> **Directions for this task**
Give the entries again exactly, every one of them.

--- begin Dataset excerpts ---

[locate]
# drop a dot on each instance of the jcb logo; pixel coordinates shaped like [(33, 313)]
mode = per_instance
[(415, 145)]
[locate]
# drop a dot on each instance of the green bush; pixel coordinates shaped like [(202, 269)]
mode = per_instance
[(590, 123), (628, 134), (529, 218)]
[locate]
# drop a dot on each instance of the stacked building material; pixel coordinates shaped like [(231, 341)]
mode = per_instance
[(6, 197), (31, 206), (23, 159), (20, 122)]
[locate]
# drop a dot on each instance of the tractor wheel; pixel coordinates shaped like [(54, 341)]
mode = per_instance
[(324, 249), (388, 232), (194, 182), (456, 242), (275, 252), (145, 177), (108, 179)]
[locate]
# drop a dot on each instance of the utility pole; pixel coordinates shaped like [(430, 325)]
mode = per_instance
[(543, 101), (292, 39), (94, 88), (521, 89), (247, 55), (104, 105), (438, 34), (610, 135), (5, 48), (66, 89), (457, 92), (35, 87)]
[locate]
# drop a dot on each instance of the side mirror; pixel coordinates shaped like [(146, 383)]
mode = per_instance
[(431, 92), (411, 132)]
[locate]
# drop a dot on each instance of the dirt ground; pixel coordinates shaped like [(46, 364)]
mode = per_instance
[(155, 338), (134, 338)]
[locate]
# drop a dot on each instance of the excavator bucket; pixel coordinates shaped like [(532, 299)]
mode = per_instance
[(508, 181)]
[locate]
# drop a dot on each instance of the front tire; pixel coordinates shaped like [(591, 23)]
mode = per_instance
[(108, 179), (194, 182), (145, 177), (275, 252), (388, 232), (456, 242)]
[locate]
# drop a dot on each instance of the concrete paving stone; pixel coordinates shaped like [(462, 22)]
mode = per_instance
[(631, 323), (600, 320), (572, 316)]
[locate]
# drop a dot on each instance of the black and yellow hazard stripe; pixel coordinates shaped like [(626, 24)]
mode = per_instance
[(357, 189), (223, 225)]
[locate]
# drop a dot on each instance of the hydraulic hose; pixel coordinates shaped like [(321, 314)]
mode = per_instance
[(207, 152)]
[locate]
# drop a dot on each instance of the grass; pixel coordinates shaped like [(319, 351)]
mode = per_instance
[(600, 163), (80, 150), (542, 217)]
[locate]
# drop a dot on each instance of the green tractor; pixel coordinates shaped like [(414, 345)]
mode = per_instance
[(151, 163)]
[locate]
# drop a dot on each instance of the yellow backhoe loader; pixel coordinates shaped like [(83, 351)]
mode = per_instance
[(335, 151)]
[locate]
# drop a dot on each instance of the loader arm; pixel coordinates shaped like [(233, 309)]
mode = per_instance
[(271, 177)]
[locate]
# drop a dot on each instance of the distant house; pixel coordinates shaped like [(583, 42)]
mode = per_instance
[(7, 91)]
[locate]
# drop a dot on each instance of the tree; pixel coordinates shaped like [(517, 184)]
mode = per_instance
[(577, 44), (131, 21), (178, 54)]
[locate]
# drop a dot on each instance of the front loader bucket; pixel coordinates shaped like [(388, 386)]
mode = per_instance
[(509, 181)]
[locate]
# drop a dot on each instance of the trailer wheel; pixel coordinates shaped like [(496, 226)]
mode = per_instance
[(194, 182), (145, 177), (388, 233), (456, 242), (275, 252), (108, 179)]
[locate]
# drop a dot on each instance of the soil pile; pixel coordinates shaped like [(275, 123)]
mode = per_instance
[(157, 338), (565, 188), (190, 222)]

--- end Dataset excerpts ---

> **Written response**
[locate]
# drop a dot on each instance of the jcb logo; pixel coordinates shaped like [(33, 313)]
mode = per_instance
[(415, 145)]
[locate]
# drop a dot on each instance of the green bush; pixel coordinates shaped like [(202, 269)]
mode = per_instance
[(590, 123), (628, 134), (529, 218)]
[locate]
# drop a dot on each instance of the stacked building material; pixel coordinates shaped like [(231, 341)]
mode = per_instance
[(6, 197), (31, 206), (23, 159), (20, 122)]
[locate]
# drop a dot on each instance of the tractor wheel; pixel coordinates shaped like [(54, 341)]
mode = per_instance
[(324, 249), (388, 232), (194, 182), (456, 242), (275, 252), (145, 177), (108, 179)]
[locate]
# drop a dot on each instance of the utility pole; pixel coordinates shaped like [(430, 325)]
mode = per_instance
[(543, 101), (292, 39), (94, 88), (521, 89), (247, 55), (104, 105), (438, 34), (610, 135), (5, 48), (66, 89), (457, 92), (35, 87)]
[locate]
# drop a dot on each instance of the side mirror; pixel coordinates shaped like [(146, 383)]
mode = per_instance
[(431, 92), (411, 132)]
[locate]
# drop a dot on each instance of the dirt ground; pixel coordinates shaped like [(46, 364)]
mode = per_instance
[(155, 338), (134, 338)]
[locate]
# drop a dot on each instance of the excavator bucket; pixel coordinates shaped like [(532, 299)]
mode = per_instance
[(508, 181)]
[locate]
# drop a dot on each instance of the front tire; pixel coordinates shaped like [(591, 23)]
mode = per_instance
[(108, 179), (194, 182), (145, 177), (275, 252), (388, 232), (456, 242)]
[locate]
# drop a dot on each instance of the concrete paving stone; pixel coordinates shaped like [(462, 22)]
mode = per_instance
[(631, 323), (600, 320), (572, 316)]
[locate]
# drop a dot on each instance of the black and yellow hazard stripe; pixel coordinates shaped like [(626, 24)]
mode = per_instance
[(357, 189), (223, 225)]
[locate]
# drop a dot on each instance of the hydraulic hose; pixel coordinates shaped like [(321, 314)]
mode = per_instance
[(207, 152)]
[locate]
# drop a dot on each instance of the grass; pixel coordinates shaped like [(319, 351)]
mode = per_instance
[(600, 163), (80, 150), (542, 217)]
[locate]
# drop a dot on each instance of the green tractor; pixel coordinates shaped like [(414, 345)]
mode = per_instance
[(151, 163)]
[locate]
# drop a dot on each instance of the yellow backhoe loader; pixel coordinates shaped like [(83, 351)]
mode = per_instance
[(335, 151)]
[locate]
# drop a dot on each instance of the loader arm; pixel coordinates shaped like [(233, 309)]
mode = per_instance
[(271, 177)]
[locate]
# drop a dot on each instance of the distant house; pixel coordinates shaped like [(583, 42)]
mode = per_instance
[(7, 91)]
[locate]
# drop a dot on each instance of the tree; pixel coordinates shaped like [(517, 184)]
mode = per_instance
[(577, 44), (131, 21), (178, 54)]
[locate]
# drop a dot on each instance of the front loader bucket; pixel coordinates shaped like [(388, 386)]
mode = per_instance
[(509, 181)]
[locate]
# drop a dot on each instance of the trailer wheel; pixel coordinates shaped like [(496, 226)]
mode = per_instance
[(194, 182), (145, 177), (388, 233), (456, 242), (275, 252), (108, 179)]
[locate]
# drop a dot on each instance of the soil pile; pixel coordinates shaped like [(275, 123)]
mode = per_instance
[(157, 338), (565, 188), (190, 222)]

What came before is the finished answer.